INFORMATION PROVIDED start

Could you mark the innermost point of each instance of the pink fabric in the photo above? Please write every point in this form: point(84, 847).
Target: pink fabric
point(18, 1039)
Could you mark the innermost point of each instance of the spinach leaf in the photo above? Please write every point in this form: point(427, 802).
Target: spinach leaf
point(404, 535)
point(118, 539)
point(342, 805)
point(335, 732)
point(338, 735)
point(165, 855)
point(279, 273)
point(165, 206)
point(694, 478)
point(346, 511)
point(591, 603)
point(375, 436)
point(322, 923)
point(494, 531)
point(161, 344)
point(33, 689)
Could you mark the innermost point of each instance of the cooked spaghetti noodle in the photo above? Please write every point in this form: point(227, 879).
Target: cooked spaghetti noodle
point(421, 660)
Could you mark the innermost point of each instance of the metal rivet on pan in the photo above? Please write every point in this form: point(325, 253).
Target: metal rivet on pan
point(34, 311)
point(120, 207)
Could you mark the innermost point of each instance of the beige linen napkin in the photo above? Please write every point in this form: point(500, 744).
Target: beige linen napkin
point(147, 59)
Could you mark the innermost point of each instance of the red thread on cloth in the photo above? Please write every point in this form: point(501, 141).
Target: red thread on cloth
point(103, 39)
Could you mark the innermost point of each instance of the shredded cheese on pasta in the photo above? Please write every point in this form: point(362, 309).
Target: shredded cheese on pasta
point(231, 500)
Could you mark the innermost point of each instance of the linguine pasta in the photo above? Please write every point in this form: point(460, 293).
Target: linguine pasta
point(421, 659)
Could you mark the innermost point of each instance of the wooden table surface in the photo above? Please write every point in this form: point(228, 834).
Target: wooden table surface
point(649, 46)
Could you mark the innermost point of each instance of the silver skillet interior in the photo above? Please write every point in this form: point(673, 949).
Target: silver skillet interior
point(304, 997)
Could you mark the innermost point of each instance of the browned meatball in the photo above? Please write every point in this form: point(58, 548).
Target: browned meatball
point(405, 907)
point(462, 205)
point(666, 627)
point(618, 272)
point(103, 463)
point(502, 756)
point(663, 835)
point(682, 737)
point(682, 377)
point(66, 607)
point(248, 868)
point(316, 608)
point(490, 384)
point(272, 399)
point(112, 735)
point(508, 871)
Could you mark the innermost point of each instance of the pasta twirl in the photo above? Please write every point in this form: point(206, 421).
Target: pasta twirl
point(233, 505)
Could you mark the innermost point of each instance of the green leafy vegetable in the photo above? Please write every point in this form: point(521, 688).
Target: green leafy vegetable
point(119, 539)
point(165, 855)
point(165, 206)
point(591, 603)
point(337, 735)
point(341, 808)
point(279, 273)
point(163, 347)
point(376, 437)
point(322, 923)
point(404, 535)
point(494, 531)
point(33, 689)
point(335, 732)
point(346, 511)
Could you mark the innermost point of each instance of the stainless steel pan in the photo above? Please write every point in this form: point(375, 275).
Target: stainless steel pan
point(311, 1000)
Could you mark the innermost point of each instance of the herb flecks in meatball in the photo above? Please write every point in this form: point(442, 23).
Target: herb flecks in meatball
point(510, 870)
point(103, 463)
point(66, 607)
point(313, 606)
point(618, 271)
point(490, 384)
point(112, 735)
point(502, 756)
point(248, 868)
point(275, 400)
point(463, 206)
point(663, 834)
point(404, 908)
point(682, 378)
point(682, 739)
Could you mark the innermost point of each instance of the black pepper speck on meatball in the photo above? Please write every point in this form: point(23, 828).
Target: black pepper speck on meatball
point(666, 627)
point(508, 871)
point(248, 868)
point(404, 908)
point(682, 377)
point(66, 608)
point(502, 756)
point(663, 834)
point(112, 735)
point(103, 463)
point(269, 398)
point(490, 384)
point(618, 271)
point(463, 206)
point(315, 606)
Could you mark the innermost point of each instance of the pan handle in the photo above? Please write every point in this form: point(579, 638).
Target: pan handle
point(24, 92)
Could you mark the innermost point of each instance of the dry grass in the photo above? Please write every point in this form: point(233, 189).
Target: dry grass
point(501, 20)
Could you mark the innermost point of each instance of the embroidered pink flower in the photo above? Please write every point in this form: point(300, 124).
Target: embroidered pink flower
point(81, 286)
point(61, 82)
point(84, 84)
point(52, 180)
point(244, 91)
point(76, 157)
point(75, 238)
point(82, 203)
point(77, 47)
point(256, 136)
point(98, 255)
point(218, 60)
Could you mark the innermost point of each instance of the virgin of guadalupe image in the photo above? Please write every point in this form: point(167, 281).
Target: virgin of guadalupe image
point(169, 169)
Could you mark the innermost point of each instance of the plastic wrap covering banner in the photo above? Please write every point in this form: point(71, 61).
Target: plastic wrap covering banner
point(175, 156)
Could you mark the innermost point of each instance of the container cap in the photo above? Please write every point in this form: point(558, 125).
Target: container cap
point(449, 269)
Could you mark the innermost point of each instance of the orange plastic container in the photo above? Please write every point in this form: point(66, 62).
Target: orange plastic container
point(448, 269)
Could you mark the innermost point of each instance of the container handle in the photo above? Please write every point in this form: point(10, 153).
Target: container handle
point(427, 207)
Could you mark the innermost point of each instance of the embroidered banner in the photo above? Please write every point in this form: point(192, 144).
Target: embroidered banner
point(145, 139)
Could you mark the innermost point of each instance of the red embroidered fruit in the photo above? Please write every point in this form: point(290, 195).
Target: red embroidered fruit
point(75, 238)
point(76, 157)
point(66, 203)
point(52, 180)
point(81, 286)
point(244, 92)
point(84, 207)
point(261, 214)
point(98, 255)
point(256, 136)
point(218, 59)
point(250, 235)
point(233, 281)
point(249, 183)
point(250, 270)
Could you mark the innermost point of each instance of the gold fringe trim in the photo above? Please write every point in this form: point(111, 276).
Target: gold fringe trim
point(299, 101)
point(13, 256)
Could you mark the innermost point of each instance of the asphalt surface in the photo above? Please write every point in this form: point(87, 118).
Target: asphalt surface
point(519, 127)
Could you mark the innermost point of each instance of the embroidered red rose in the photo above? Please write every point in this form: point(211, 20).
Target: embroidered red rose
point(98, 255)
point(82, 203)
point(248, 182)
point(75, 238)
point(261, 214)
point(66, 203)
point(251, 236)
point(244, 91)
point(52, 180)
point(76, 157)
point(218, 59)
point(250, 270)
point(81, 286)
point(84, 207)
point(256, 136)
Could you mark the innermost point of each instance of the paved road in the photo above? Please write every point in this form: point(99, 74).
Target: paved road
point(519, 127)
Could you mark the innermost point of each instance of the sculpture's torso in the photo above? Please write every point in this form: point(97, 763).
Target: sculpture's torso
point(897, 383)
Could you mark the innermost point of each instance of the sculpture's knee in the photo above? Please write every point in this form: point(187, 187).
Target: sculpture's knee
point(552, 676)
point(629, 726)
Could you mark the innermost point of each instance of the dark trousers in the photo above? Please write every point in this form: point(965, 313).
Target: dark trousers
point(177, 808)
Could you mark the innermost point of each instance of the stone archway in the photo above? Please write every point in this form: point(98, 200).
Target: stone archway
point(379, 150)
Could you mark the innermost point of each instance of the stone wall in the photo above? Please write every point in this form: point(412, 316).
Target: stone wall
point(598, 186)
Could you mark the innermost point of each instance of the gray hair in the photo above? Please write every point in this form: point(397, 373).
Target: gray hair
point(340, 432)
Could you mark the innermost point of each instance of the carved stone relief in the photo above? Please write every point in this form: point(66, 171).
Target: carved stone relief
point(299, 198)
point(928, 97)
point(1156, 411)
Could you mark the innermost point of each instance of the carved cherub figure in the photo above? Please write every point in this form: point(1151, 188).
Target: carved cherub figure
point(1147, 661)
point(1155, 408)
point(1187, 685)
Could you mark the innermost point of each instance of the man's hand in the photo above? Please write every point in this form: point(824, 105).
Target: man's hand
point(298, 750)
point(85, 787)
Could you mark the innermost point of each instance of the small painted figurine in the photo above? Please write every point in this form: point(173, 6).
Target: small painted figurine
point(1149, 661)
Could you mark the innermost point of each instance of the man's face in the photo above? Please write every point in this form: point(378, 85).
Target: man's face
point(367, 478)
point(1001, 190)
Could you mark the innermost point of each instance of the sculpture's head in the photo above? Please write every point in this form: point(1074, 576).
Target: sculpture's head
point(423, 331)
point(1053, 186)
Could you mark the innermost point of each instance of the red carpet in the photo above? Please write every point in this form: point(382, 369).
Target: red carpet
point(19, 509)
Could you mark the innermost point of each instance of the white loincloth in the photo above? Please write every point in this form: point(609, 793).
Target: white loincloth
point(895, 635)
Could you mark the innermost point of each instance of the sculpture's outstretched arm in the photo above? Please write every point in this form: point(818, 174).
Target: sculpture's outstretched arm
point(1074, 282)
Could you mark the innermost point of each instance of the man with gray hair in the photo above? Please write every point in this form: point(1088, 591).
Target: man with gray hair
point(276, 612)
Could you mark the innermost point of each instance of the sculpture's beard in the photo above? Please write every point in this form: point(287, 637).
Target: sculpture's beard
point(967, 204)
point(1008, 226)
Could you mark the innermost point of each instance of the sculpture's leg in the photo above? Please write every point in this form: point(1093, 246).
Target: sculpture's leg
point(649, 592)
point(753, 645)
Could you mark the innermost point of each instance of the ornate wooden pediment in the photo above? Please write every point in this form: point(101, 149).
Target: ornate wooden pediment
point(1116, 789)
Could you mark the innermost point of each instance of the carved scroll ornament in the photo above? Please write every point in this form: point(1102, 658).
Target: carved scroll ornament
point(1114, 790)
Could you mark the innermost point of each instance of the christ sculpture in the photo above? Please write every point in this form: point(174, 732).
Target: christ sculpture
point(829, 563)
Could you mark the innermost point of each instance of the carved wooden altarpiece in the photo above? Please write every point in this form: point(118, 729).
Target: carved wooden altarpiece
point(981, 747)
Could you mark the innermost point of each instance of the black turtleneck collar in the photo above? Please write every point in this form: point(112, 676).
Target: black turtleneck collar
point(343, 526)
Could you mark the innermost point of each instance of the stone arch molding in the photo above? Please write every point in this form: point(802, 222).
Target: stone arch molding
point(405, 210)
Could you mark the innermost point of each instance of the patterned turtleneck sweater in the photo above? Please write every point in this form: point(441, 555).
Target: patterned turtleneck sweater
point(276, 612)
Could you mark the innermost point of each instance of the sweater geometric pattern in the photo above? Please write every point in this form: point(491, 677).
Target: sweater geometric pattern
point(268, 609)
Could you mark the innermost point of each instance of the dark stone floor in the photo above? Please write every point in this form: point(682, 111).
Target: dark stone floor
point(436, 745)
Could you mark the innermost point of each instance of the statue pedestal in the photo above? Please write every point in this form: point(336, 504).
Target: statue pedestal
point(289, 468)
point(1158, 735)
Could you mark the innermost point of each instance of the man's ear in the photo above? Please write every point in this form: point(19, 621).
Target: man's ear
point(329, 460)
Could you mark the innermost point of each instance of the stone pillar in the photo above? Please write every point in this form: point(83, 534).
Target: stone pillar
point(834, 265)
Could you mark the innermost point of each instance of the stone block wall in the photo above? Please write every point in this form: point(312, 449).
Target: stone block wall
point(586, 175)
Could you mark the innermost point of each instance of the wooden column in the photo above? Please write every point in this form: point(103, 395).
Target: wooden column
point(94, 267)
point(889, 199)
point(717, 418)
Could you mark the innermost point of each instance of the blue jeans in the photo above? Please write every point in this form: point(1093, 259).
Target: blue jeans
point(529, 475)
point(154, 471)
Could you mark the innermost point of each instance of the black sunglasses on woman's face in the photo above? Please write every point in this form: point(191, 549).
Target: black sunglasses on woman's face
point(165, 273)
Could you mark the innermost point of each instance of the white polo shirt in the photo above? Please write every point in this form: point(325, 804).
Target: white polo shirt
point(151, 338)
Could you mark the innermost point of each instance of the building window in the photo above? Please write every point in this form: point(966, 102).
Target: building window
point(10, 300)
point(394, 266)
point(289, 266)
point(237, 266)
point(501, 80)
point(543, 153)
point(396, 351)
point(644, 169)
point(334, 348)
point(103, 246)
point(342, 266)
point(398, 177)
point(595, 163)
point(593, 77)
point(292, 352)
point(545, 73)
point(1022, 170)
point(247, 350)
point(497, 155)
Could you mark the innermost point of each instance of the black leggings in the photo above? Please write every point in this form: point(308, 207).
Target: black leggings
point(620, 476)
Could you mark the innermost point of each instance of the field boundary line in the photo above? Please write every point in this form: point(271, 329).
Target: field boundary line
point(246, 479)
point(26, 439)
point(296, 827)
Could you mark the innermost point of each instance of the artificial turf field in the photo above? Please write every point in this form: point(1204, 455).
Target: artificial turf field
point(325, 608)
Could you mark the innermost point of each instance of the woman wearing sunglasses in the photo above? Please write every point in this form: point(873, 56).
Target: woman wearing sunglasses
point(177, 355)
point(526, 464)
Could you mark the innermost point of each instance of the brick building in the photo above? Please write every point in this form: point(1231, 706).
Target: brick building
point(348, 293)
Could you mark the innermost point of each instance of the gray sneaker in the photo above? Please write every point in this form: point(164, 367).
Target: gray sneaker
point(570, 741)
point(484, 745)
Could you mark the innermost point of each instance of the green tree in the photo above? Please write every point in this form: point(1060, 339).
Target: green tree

INFORMATION PROVIDED end

- **AIM OF THE EXERCISE**
Can you rewrite the records from the line with "form: point(174, 732)." up to and including the line with "point(586, 175)", changing "stone" to "granite" and keeping everything else the same?

- **TASK RESPONSE**
Could you mark the innermost point of each instance of the christ sculpture in the photo above? Please write every point in this form: point(174, 732).
Target: christ sculpture
point(829, 563)
Could you mark the innermost point of each instance of the carved wooden altarpiece in the photo above? Please write every point in this form: point(118, 729).
Target: carved wooden altarpiece
point(981, 747)
Could you mark the innermost point of each instance of the black turtleneck collar in the photo above? Please write every point in this form: point(112, 676).
Target: black turtleneck collar
point(343, 526)
Could you mark the innermost point of each instance of the granite arch molding in the photo above? Please write every point in this form: point(802, 222).
Target: granite arch molding
point(405, 210)
Could you mark the innermost point of each instance of the patterned turtleneck sweater in the photo above? Please write every point in this form: point(441, 555).
Target: patterned turtleneck sweater
point(276, 612)
Could you mark the innermost point of each instance of the sweater geometric pattern in the photo above? Please write every point in this form: point(491, 677).
Target: sweater geometric pattern
point(268, 609)
Could you mark the innermost point of each instance of the dark granite floor in the photo above? Please write every point in this form: point(682, 111).
Target: dark granite floor
point(436, 745)
Could you mark the innermost point of each instance of the statue pedestal in the photo above? Please write every point in this form: point(336, 504).
Target: statue pedestal
point(289, 468)
point(1158, 735)
Could you mark the innermost point of each instance of the man's ear in the photo above? Please write every point in this form: point(19, 621).
Target: man's ear
point(329, 460)
Could you mark the innermost point of each instance of the granite pillar in the photo above? Please write every point in this form: point(83, 534).
Target: granite pillar
point(834, 265)
Could you mark the innermost point of each instance of the granite block wall in the photo above? Please write every point in this form: point(312, 449).
Target: granite block wall
point(586, 175)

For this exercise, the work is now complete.